_Records supplied:_
- - - - - - -
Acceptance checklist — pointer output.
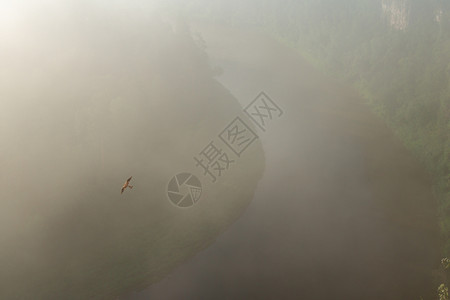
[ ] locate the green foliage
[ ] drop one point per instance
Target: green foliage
(404, 74)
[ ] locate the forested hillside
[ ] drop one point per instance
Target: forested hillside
(395, 52)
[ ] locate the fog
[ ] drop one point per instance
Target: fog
(325, 202)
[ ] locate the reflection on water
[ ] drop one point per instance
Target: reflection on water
(342, 211)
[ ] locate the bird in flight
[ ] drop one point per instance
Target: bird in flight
(126, 184)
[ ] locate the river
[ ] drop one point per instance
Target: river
(342, 212)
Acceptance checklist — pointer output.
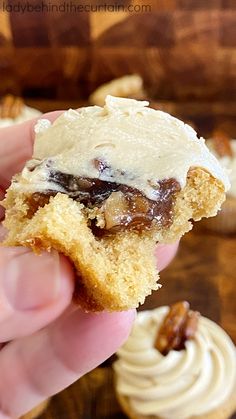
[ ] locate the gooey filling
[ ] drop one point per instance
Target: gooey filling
(119, 205)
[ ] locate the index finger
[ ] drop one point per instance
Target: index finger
(16, 147)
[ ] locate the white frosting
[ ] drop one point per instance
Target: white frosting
(126, 86)
(229, 163)
(140, 145)
(26, 114)
(183, 383)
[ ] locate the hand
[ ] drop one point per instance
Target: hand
(51, 343)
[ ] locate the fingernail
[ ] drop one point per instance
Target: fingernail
(31, 281)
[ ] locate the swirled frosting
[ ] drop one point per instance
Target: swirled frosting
(26, 114)
(182, 384)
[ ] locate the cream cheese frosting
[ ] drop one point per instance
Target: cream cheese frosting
(138, 146)
(26, 114)
(183, 383)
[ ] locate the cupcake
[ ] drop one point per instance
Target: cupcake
(14, 111)
(37, 411)
(225, 150)
(176, 364)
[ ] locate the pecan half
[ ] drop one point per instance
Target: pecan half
(179, 325)
(221, 143)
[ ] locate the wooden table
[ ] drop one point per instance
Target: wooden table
(204, 273)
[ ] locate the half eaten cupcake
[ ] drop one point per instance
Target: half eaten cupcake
(104, 185)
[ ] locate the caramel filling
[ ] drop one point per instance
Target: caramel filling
(120, 206)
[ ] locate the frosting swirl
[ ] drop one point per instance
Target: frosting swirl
(138, 145)
(196, 379)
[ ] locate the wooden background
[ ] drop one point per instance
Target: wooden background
(184, 49)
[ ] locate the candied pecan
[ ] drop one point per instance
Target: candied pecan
(222, 143)
(179, 325)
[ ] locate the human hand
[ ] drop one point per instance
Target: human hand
(51, 343)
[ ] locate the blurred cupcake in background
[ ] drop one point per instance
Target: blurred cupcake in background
(37, 411)
(224, 149)
(14, 111)
(130, 86)
(176, 364)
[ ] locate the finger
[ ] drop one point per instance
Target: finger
(39, 366)
(16, 146)
(34, 290)
(165, 253)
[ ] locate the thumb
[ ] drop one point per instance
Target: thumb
(34, 290)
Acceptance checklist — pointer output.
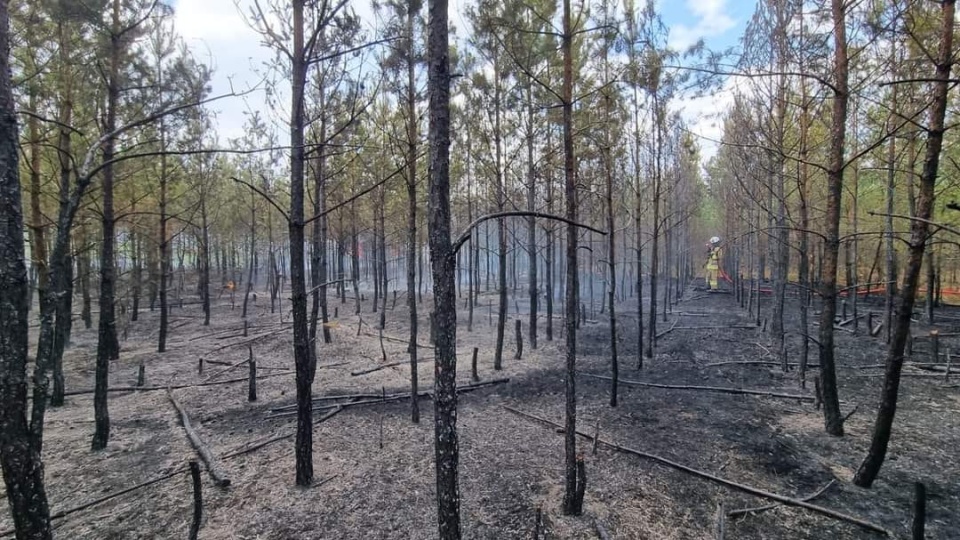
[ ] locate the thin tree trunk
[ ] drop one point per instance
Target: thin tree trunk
(303, 351)
(833, 421)
(107, 346)
(412, 136)
(572, 505)
(919, 229)
(20, 460)
(442, 260)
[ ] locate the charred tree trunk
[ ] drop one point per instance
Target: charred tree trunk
(20, 460)
(833, 421)
(531, 222)
(303, 351)
(412, 136)
(571, 504)
(918, 242)
(442, 260)
(107, 346)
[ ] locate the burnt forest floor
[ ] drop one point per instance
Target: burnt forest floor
(374, 468)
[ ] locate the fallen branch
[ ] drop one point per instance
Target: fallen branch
(756, 362)
(219, 477)
(247, 341)
(396, 339)
(290, 410)
(849, 414)
(601, 531)
(720, 389)
(671, 329)
(258, 445)
(172, 387)
(719, 327)
(723, 481)
(63, 513)
(465, 235)
(384, 366)
(758, 509)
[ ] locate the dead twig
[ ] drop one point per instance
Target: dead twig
(722, 481)
(720, 389)
(758, 509)
(219, 476)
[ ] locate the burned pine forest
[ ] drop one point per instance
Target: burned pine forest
(530, 269)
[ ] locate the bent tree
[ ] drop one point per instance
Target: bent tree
(20, 459)
(919, 229)
(443, 262)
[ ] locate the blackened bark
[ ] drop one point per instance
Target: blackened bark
(833, 421)
(919, 228)
(531, 221)
(655, 241)
(355, 257)
(20, 460)
(411, 164)
(107, 346)
(570, 502)
(501, 224)
(442, 262)
(303, 352)
(205, 262)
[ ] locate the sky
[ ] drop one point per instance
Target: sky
(219, 35)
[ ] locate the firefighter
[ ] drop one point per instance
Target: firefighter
(712, 266)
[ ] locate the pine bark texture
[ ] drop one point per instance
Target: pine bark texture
(919, 229)
(19, 458)
(442, 259)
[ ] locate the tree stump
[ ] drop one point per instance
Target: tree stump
(197, 500)
(919, 511)
(473, 365)
(519, 331)
(252, 386)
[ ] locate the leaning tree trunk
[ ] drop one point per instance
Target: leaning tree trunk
(919, 228)
(501, 226)
(107, 346)
(442, 260)
(572, 504)
(531, 222)
(303, 352)
(21, 465)
(833, 421)
(411, 164)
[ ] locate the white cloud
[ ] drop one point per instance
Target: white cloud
(711, 20)
(704, 116)
(218, 34)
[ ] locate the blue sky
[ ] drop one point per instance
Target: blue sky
(219, 35)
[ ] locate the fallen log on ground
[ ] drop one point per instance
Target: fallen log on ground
(671, 329)
(247, 341)
(720, 389)
(758, 509)
(270, 440)
(231, 455)
(219, 476)
(385, 366)
(63, 513)
(172, 387)
(719, 327)
(290, 410)
(397, 340)
(756, 362)
(723, 481)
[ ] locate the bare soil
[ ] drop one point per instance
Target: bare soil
(374, 468)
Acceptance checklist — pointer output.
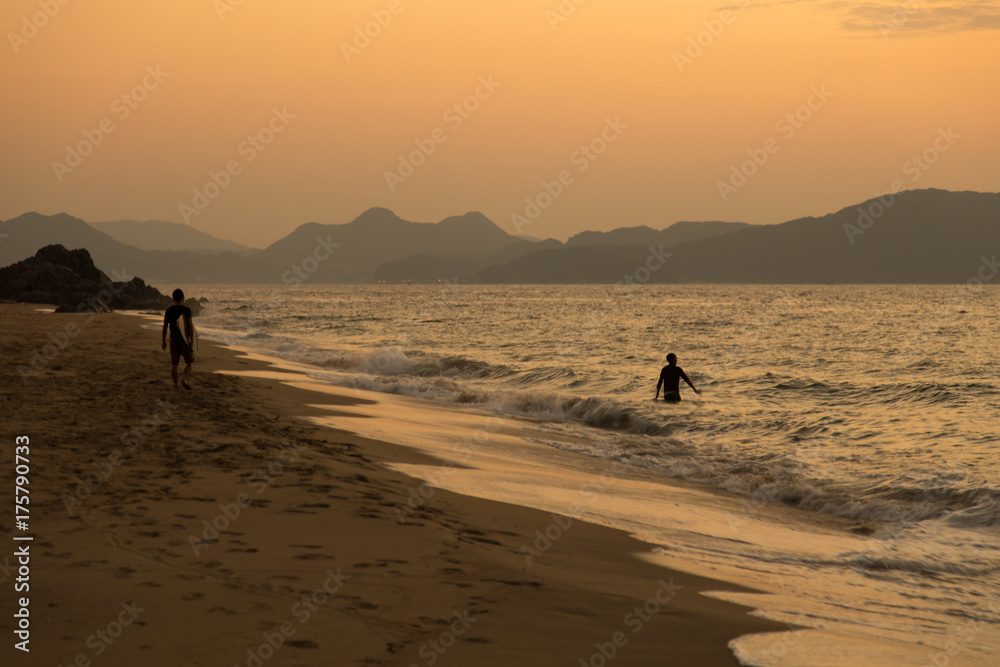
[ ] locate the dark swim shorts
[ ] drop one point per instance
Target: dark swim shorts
- - - - - - -
_What to produce:_
Render every line above as a Markdown table with a Row column that numbers it and a Line column that holds its text. Skip blank lines and leave out the pictures.

_Task answer:_
| Row | Line |
|---|---|
| 1 | Acceptance checklist — pointer output. |
| 2 | [ ] locate the green foliage |
| 3 | [ ] drop one point per instance |
| 4 | Target: green foliage |
| 5 | (404, 74) |
| 6 | [ ] locate the forested hillside |
| 7 | [ ] drop one point per instance |
| 8 | Target: forested hillside |
| 9 | (395, 52) |
| 10 | [ ] locate the fog |
| 11 | [ ] drop one point per instance |
| 12 | Target: fog |
| 13 | (325, 202) |
| 14 | [ ] locate the reflection on water |
| 15 | [ ] drop one point per instance |
| 16 | Target: reflection on water |
| 17 | (342, 211) |
| 18 | [ ] locate the bird in flight |
| 19 | [ ] drop one point per instance |
| 20 | Target: bird in flight |
| 21 | (126, 184) |
| 22 | [ ] locate the river |
| 23 | [ ] drop one point per instance |
| 24 | Target: river |
| 25 | (342, 212) |
| 26 | Acceptance checklist — pointer output. |
| 27 | [ ] locate the gooey filling |
| 28 | [ ] drop one point per instance |
| 29 | Target: gooey filling |
| 30 | (119, 205) |
| 31 | [ ] locate the index finger |
| 32 | [ ] drop one point per instance |
| 33 | Target: index finger |
| 34 | (16, 147) |
| 35 | [ ] locate the white frosting |
| 36 | [ ] drop one point per instance |
| 37 | Target: white frosting |
| 38 | (126, 86) |
| 39 | (229, 163) |
| 40 | (140, 145) |
| 41 | (26, 114) |
| 42 | (183, 383) |
| 43 | [ ] locate the hand |
| 44 | [ ] drop one point per instance |
| 45 | Target: hand |
| 46 | (51, 343) |
| 47 | [ ] locate the fingernail |
| 48 | [ ] drop one point per instance |
| 49 | Target: fingernail |
| 50 | (31, 281) |
| 51 | [ ] locate the swirled frosting |
| 52 | [ ] drop one point per instance |
| 53 | Target: swirled frosting |
| 54 | (26, 114) |
| 55 | (182, 384) |
| 56 | [ ] locate the cream cheese frosting |
| 57 | [ ] drop one point per instance |
| 58 | Target: cream cheese frosting |
| 59 | (138, 146) |
| 60 | (26, 114) |
| 61 | (183, 383) |
| 62 | [ ] locate the cupcake |
| 63 | [ ] drop one point per instance |
| 64 | Target: cupcake |
| 65 | (14, 111) |
| 66 | (37, 411) |
| 67 | (225, 150) |
| 68 | (176, 364) |
| 69 | [ ] locate the pecan half |
| 70 | [ ] drop one point per instance |
| 71 | Target: pecan half |
| 72 | (179, 325) |
| 73 | (221, 143) |
| 74 | [ ] locate the wooden table |
| 75 | [ ] drop one point per instance |
| 76 | Target: wooden table |
| 77 | (204, 273) |
| 78 | [ ] locate the half eaten cupcake |
| 79 | [ ] drop one point per instance |
| 80 | Target: half eaten cupcake |
| 81 | (104, 185) |
| 82 | [ ] locate the caramel filling |
| 83 | [ ] drop one point per instance |
| 84 | Target: caramel filling |
| 85 | (120, 206) |
| 86 | [ ] locate the frosting swirl |
| 87 | [ ] drop one point per instance |
| 88 | Target: frosting swirl |
| 89 | (138, 145) |
| 90 | (196, 379) |
| 91 | [ ] locate the wooden background |
| 92 | [ ] drop one point per instance |
| 93 | Target: wooden background |
| 94 | (184, 49) |
| 95 | [ ] locate the candied pecan |
| 96 | [ ] drop one point per instance |
| 97 | Target: candied pecan |
| 98 | (222, 143) |
| 99 | (179, 325) |
| 100 | [ ] locate the human hand |
| 101 | [ ] drop one point per instance |
| 102 | Target: human hand |
| 103 | (51, 343) |
| 104 | [ ] locate the blurred cupcake in background |
| 105 | [ ] drop one point per instance |
| 106 | Target: blurred cupcake in background |
| 107 | (37, 411) |
| 108 | (224, 149) |
| 109 | (14, 111) |
| 110 | (130, 86) |
| 111 | (176, 364) |
| 112 | [ ] locate the finger |
| 113 | [ ] drop one point per instance |
| 114 | Target: finger |
| 115 | (39, 366) |
| 116 | (16, 146) |
| 117 | (34, 290) |
| 118 | (165, 253) |
| 119 | [ ] locate the thumb |
| 120 | [ ] drop one point per instance |
| 121 | Target: thumb |
| 122 | (34, 290) |
| 123 | Acceptance checklist — pointer output. |
| 124 | [ ] locate the thin tree trunk |
| 125 | [ ] drop one point per instance |
| 126 | Target: thin tree trunk |
| 127 | (303, 351) |
| 128 | (833, 421) |
| 129 | (107, 346) |
| 130 | (412, 136) |
| 131 | (572, 505) |
| 132 | (919, 229) |
| 133 | (20, 460) |
| 134 | (442, 260) |
| 135 | [ ] locate the charred tree trunk |
| 136 | [ ] drop one point per instance |
| 137 | Target: charred tree trunk |
| 138 | (20, 460) |
| 139 | (833, 421) |
| 140 | (531, 222) |
| 141 | (303, 351) |
| 142 | (412, 136) |
| 143 | (571, 504) |
| 144 | (918, 242) |
| 145 | (442, 260) |
| 146 | (107, 346) |
| 147 | [ ] locate the burnt forest floor |
| 148 | [ ] drop one point per instance |
| 149 | Target: burnt forest floor |
| 150 | (374, 468) |
| 151 | [ ] locate the fallen branch |
| 152 | [ ] drop one point per instance |
| 153 | Target: fallen branch |
| 154 | (756, 362) |
| 155 | (219, 477) |
| 156 | (247, 341) |
| 157 | (396, 339) |
| 158 | (290, 410) |
| 159 | (849, 414) |
| 160 | (601, 531) |
| 161 | (720, 389) |
| 162 | (671, 329) |
| 163 | (258, 445) |
| 164 | (172, 387) |
| 165 | (719, 327) |
| 166 | (723, 481) |
| 167 | (63, 513) |
| 168 | (465, 235) |
| 169 | (384, 366) |
| 170 | (758, 509) |
| 171 | [ ] locate the dead twig |
| 172 | [ ] drop one point per instance |
| 173 | Target: dead twig |
| 174 | (722, 481) |
| 175 | (720, 389) |
| 176 | (758, 509) |
| 177 | (219, 476) |
| 178 | [ ] locate the burned pine forest |
| 179 | [ ] drop one point per instance |
| 180 | Target: burned pine forest |
| 181 | (530, 269) |
| 182 | [ ] locate the bent tree |
| 183 | [ ] drop one point per instance |
| 184 | Target: bent tree |
| 185 | (20, 459) |
| 186 | (919, 229) |
| 187 | (443, 262) |
| 188 | [ ] locate the blackened bark |
| 189 | [ ] drop one point per instance |
| 190 | Target: blackened bark |
| 191 | (833, 421) |
| 192 | (919, 228) |
| 193 | (531, 221) |
| 194 | (655, 241) |
| 195 | (355, 257) |
| 196 | (20, 460) |
| 197 | (411, 164) |
| 198 | (107, 346) |
| 199 | (570, 502) |
| 200 | (501, 224) |
| 201 | (442, 262) |
| 202 | (303, 352) |
| 203 | (205, 262) |
| 204 | [ ] locate the sky |
| 205 | [ ] drop one point per instance |
| 206 | Target: sky |
| 207 | (219, 35) |
| 208 | [ ] locate the firefighter |
| 209 | [ ] drop one point per instance |
| 210 | Target: firefighter |
| 211 | (712, 266) |
| 212 | [ ] locate the pine bark texture |
| 213 | [ ] drop one point per instance |
| 214 | Target: pine bark texture |
| 215 | (919, 229) |
| 216 | (19, 458) |
| 217 | (442, 259) |
| 218 | [ ] locate the tree stump |
| 219 | [ ] drop one point per instance |
| 220 | Target: tree stump |
| 221 | (197, 500) |
| 222 | (919, 511) |
| 223 | (473, 365) |
| 224 | (519, 331) |
| 225 | (252, 386) |
| 226 | [ ] locate the leaning tree trunk |
| 227 | [ ] drop one point per instance |
| 228 | Target: leaning tree trunk |
| 229 | (919, 228) |
| 230 | (501, 226) |
| 231 | (107, 346) |
| 232 | (442, 260) |
| 233 | (572, 504) |
| 234 | (531, 222) |
| 235 | (303, 352) |
| 236 | (21, 465) |
| 237 | (833, 421) |
| 238 | (411, 164) |
| 239 | [ ] locate the white cloud |
| 240 | [ ] drop one point per instance |
| 241 | Target: white cloud |
| 242 | (711, 20) |
| 243 | (704, 116) |
| 244 | (218, 34) |
| 245 | [ ] locate the blue sky |
| 246 | [ ] drop one point per instance |
| 247 | Target: blue sky |
| 248 | (219, 35) |
| 249 | [ ] locate the fallen log on ground |
| 250 | [ ] drop one point per instance |
| 251 | Target: fallen log on ground |
| 252 | (671, 329) |
| 253 | (247, 341) |
| 254 | (720, 389) |
| 255 | (758, 509) |
| 256 | (270, 440) |
| 257 | (231, 455) |
| 258 | (219, 476) |
| 259 | (385, 366) |
| 260 | (63, 513) |
| 261 | (172, 387) |
| 262 | (719, 327) |
| 263 | (290, 410) |
| 264 | (397, 340) |
| 265 | (756, 362) |
| 266 | (723, 481) |
| 267 | [ ] locate the bare soil |
| 268 | [ ] drop one point per instance |
| 269 | Target: bare soil |
| 270 | (374, 468) |
| 271 | Acceptance checklist — pointer output. |
| 272 | [ ] locate the dark swim shorts |
| 273 | [ ] drop one point per instance |
| 274 | Target: dark swim shorts |